_WHAT TO PRODUCE_
Nothing but the lines from the one with "For the man, a" through the last line of the data should be restated, each word for word.

[Photo-based referring expression data]
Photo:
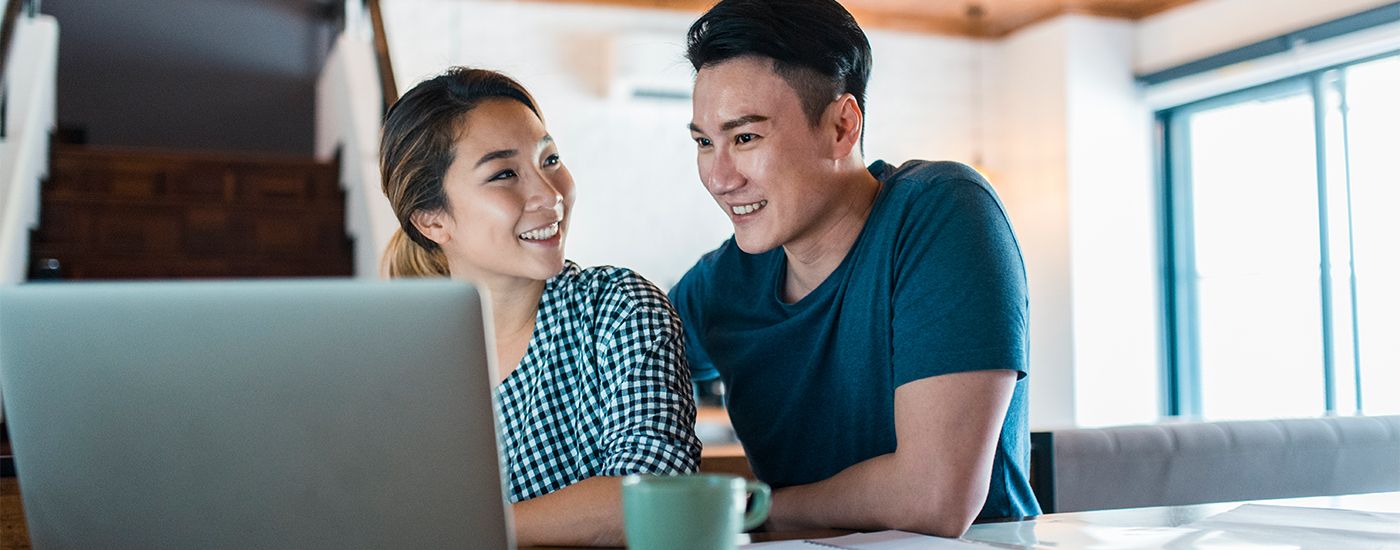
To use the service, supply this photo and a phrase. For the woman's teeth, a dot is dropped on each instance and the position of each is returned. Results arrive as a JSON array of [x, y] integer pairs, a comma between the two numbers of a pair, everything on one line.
[[748, 209], [542, 233]]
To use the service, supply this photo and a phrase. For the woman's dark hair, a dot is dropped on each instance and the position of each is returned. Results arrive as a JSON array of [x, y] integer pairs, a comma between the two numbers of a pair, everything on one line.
[[420, 132], [815, 46]]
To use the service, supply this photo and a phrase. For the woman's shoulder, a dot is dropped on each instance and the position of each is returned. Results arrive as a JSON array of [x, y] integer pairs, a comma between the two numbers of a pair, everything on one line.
[[612, 291]]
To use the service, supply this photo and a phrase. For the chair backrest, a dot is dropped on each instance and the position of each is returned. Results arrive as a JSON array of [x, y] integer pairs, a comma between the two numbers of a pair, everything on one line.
[[1214, 462]]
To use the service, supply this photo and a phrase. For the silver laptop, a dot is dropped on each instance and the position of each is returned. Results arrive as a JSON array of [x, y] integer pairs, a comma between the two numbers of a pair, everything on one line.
[[252, 414]]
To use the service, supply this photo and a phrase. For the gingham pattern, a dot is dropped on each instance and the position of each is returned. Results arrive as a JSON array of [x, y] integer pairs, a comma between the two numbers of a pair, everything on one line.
[[604, 388]]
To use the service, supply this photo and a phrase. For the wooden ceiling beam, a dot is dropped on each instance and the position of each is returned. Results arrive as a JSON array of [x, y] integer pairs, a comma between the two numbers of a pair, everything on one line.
[[1003, 17]]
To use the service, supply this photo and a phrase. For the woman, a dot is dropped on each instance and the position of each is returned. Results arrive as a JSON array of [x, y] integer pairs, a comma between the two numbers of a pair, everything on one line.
[[594, 382]]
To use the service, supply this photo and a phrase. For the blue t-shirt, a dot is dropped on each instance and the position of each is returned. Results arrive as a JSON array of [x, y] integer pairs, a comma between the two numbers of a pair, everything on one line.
[[934, 284]]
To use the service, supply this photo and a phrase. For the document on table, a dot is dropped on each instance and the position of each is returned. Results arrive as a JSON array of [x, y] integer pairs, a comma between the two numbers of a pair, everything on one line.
[[879, 540], [1302, 528]]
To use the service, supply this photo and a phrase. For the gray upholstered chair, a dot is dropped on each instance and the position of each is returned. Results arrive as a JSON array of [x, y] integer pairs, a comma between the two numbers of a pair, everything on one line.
[[1214, 462]]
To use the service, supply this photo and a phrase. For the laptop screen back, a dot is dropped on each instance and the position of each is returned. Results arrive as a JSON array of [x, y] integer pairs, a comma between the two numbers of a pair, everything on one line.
[[311, 414]]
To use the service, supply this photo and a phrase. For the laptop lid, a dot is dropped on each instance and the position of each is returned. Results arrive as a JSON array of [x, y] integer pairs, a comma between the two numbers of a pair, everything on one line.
[[310, 414]]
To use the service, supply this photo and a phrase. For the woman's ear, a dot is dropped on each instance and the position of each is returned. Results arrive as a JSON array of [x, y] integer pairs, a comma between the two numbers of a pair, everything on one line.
[[433, 224]]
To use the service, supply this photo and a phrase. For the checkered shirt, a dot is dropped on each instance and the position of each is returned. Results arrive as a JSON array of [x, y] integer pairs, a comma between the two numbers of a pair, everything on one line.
[[604, 388]]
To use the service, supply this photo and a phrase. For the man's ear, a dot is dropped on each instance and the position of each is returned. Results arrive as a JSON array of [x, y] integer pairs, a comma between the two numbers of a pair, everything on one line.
[[431, 224], [846, 118]]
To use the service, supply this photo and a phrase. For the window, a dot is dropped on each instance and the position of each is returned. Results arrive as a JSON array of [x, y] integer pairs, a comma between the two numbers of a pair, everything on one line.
[[1284, 247]]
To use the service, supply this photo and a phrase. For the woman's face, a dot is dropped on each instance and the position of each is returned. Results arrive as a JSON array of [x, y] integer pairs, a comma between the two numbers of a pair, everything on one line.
[[508, 198]]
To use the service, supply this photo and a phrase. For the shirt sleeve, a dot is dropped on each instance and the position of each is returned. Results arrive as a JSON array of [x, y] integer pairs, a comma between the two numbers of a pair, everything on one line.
[[685, 295], [648, 424], [961, 288]]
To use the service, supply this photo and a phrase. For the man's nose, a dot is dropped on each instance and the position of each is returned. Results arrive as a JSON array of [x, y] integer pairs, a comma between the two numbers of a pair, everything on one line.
[[724, 175]]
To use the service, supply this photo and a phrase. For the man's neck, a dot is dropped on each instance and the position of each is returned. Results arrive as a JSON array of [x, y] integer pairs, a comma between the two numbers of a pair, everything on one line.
[[815, 255]]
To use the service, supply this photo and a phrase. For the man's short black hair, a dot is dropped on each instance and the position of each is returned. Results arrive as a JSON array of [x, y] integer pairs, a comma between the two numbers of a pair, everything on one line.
[[815, 46]]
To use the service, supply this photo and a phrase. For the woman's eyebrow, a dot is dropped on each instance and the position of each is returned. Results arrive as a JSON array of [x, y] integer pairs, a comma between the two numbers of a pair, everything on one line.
[[493, 156]]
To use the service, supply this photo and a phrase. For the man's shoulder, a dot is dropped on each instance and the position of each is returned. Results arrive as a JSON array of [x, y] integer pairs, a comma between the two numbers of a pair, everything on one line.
[[716, 266], [933, 179], [928, 192]]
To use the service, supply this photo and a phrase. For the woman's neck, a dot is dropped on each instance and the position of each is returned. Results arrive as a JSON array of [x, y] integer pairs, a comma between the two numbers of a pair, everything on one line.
[[514, 308]]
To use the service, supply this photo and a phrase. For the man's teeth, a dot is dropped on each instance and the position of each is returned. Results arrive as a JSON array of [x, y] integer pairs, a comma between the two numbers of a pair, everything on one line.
[[542, 233], [748, 209]]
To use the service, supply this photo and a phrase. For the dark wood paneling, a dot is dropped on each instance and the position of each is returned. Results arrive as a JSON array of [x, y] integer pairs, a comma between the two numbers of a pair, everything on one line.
[[160, 214]]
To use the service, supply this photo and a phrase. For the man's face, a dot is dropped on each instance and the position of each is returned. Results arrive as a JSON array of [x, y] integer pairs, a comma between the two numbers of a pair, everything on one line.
[[759, 156]]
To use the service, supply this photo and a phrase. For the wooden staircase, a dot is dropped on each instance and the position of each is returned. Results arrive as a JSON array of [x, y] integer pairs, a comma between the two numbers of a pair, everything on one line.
[[119, 213]]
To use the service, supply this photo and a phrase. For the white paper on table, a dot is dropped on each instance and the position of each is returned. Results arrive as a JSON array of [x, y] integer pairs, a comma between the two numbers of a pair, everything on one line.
[[878, 540], [1302, 528]]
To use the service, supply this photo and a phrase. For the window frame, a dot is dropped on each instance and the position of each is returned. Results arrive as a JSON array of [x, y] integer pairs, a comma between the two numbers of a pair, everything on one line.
[[1180, 374]]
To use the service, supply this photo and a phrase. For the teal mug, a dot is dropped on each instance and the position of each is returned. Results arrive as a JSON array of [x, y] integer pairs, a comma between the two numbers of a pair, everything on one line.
[[692, 511]]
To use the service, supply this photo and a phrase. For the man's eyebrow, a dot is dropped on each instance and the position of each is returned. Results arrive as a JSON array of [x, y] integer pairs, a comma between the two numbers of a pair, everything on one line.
[[731, 125], [493, 156], [746, 119]]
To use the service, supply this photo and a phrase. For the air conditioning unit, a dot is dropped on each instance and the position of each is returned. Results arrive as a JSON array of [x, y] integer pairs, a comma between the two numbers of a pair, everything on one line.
[[650, 66]]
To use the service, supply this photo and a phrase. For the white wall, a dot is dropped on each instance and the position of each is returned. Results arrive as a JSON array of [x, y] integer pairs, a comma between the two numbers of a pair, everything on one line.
[[1208, 27], [640, 202], [1113, 228], [1029, 163]]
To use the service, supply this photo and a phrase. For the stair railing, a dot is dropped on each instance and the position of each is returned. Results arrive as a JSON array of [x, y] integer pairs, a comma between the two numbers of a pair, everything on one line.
[[353, 91], [27, 101]]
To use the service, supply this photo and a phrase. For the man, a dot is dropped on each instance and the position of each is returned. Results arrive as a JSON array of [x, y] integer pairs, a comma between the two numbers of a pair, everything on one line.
[[870, 323]]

_WRITTEN RESPONSE_
To use the service, supply this photo and a phrase. For the man, a dot is dropped on each instance and the position of each is returned. Results arrive as a JSON array of [x, y] integer pairs, a comma between the two numbers of a pair, everything on one line.
[[870, 323]]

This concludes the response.